Just how much is enough?

On one end there are people who feed their egos all day, every day, people who can't set themselves aside for even one second to consider the fact that other people might, perhaps, exist and have needs, emotions, or physical space.   

On the other end there are people who, through social conditioning or religious justification, suppress their egos to the point of near nothingness. I don't think you can wholly void personality, but you can get awfully close. No opinions, no voice, just breathing meat capable of doing what you need how you need it, but with no desire for much of anything outside of pleasing others. This is just as undesireable, IMO and personal experience.  

How does one find the middle? What's the means of balancing the ego? 

I'm starting to think it has something to do with social interaction, that maybe the mirror of other egos is the only way to see it.   
The world is a car and you're the crash test dummy.

Jasper

The pragmatic answer:  Aim for a middle ground.  If your ego is acceptable to others, great.

The Complicated answer: 'Ego' in this sense is not a valued thing.  It is neither bad nor good, but certain characteristics it may take on are undesirable, and some aren't.  The tendency to self-focus?  Not so good.  Lacking a set of preferences and tastes that make up the "individual"?  Best avoided.  Basically, you have to evaluate an ego based on it's functionality as a whole.

Adios

Why are you concerned about what others think?

Jasper

Quote from: Hawk on May 13, 2010, 12:51:47 AM
Why are you concerned about what others think?

Because I happen to be a species with prosocial tendencies, and I depend on a network of my kind for survival.

Source records:
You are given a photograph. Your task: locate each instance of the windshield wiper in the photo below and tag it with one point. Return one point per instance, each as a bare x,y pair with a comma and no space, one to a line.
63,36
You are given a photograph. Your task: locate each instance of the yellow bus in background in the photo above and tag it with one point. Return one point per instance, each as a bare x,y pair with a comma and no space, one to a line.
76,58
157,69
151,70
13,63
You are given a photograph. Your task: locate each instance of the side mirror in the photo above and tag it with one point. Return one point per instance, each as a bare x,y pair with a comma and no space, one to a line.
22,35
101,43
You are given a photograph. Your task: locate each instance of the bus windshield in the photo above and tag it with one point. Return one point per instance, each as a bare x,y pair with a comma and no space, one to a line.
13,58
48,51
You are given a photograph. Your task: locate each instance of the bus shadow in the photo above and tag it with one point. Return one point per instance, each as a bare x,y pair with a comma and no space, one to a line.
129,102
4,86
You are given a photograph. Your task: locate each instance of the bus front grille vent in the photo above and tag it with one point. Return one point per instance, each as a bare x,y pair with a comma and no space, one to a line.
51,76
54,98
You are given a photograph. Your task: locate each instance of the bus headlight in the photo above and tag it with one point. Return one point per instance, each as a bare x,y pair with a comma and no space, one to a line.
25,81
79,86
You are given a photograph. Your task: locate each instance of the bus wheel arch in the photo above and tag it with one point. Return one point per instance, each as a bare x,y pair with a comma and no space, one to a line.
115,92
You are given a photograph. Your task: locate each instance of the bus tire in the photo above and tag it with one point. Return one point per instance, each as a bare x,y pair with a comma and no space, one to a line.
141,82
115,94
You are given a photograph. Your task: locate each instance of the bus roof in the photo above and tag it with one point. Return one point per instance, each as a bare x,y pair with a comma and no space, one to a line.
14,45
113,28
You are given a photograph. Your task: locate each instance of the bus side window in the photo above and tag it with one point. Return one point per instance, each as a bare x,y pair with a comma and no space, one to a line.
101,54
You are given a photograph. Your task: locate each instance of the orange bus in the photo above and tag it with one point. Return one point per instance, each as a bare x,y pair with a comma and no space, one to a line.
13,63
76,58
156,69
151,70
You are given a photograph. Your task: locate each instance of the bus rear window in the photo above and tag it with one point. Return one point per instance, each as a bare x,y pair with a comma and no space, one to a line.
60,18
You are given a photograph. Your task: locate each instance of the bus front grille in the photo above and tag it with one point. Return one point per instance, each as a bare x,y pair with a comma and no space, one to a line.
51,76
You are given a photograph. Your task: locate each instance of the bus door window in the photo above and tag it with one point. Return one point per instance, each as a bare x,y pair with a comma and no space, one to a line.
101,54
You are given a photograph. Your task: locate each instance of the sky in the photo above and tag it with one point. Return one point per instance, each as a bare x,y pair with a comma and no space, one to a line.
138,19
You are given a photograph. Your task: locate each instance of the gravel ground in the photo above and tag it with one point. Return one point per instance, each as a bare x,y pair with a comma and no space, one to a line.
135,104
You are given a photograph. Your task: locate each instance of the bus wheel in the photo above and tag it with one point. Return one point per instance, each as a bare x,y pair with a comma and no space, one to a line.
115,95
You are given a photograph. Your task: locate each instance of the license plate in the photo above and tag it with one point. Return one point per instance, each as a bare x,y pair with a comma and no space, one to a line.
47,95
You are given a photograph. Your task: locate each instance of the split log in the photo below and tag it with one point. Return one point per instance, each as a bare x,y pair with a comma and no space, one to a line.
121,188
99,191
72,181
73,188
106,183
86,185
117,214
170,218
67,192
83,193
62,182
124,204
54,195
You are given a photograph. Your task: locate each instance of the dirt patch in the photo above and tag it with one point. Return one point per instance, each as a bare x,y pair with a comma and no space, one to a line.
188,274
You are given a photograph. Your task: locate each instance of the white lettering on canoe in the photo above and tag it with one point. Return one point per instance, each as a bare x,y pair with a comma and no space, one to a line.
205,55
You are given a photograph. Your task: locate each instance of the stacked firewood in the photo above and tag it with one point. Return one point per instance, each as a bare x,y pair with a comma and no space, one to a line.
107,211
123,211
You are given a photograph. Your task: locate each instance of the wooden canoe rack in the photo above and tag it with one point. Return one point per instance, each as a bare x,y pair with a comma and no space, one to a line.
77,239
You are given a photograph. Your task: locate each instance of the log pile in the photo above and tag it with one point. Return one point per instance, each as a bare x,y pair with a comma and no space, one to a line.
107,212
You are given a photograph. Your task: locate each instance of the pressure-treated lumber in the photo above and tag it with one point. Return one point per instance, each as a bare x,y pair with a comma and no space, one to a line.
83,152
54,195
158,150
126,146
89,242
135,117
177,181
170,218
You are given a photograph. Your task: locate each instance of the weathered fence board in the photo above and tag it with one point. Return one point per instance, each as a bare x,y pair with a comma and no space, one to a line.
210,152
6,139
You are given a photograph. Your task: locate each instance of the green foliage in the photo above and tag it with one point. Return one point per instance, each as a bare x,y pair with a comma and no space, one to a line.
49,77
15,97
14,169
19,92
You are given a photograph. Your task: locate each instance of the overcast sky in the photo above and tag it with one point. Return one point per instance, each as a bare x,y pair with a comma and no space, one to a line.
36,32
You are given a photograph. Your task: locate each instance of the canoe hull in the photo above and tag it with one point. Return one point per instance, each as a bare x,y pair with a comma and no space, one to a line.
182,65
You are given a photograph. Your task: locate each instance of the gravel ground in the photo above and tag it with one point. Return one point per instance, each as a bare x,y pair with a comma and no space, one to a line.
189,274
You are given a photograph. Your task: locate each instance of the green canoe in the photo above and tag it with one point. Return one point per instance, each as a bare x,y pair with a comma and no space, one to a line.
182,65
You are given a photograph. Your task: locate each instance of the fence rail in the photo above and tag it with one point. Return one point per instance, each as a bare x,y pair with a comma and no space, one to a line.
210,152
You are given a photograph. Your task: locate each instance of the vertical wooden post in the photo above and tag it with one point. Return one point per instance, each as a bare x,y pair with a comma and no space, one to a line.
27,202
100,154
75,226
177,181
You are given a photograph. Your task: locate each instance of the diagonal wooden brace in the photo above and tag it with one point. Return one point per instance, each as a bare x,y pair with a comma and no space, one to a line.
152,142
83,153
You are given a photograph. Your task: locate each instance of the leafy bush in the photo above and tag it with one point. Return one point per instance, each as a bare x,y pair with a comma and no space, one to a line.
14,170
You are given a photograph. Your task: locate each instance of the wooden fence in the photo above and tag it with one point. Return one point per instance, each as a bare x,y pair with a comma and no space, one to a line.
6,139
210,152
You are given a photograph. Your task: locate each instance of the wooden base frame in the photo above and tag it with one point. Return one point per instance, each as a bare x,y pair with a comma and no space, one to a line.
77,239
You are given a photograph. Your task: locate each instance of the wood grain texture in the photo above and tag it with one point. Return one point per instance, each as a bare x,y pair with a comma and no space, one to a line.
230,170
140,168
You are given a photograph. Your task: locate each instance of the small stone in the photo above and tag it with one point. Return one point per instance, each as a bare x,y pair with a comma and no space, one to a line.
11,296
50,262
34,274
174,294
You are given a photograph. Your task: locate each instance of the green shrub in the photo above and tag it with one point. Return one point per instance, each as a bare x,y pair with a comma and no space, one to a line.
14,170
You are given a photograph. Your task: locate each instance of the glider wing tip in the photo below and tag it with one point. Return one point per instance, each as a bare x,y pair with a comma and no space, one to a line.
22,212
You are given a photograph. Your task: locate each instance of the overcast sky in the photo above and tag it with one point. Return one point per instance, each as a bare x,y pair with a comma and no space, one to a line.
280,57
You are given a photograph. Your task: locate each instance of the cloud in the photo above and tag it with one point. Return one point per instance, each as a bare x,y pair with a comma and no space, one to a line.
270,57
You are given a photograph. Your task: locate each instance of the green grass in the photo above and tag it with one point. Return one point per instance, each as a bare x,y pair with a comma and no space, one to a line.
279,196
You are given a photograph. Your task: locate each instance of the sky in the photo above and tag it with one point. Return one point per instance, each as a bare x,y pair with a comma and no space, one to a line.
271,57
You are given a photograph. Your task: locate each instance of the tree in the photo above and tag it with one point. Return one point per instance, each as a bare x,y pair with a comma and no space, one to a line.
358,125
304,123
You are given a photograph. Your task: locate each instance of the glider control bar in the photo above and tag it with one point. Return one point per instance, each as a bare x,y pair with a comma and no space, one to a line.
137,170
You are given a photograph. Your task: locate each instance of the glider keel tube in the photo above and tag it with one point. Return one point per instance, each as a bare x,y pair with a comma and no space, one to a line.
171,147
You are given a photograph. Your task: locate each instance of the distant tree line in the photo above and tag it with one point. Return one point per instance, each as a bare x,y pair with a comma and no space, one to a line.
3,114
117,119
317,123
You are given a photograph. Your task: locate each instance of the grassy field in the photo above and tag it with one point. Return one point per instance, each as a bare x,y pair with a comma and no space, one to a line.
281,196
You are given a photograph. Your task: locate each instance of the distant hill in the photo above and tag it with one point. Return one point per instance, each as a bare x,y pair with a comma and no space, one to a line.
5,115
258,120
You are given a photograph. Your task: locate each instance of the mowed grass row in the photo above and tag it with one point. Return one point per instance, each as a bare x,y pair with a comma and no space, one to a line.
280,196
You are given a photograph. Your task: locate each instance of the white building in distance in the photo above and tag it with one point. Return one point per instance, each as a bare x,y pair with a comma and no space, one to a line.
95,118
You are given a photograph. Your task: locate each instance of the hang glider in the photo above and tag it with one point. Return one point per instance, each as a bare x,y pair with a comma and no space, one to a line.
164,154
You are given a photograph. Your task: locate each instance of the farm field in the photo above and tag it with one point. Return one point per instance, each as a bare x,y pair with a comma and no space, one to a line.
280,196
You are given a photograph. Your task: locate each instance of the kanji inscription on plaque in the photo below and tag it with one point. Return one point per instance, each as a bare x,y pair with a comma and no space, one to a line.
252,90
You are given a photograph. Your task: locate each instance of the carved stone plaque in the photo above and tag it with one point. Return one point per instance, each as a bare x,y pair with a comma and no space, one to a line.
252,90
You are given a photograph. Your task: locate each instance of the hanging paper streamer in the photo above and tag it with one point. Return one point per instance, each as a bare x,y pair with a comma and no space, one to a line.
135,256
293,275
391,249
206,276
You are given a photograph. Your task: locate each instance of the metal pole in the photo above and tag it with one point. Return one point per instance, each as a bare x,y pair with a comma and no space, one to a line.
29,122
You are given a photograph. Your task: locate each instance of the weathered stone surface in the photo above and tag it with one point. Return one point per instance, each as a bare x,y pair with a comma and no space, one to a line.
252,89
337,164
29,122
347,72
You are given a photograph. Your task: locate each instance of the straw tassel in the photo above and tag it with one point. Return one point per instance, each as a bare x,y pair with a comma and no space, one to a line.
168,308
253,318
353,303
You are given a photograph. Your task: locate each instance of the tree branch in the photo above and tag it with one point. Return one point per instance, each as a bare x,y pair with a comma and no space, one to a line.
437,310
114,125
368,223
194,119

-- Direction 1 --
In the forum discussion on ego, why does the final poster care about what others think? Answer in one to three sentences.
-- Direction 2 --
Show every line of the records that contains the word "diagonal". Case counts.
The text and the records have nothing to do with each other.

-- Expected answer 1 --
The poster cares because they belong to a species with prosocial tendencies. They also depend on a network of their own kind for survival.

-- Expected answer 2 --
You are given a photograph. Your task: locate each instance of the diagonal wooden brace in the photo above and tag it with one point. Return one point per instance, each as a bare x,y pair with a comma and no space, one to a line.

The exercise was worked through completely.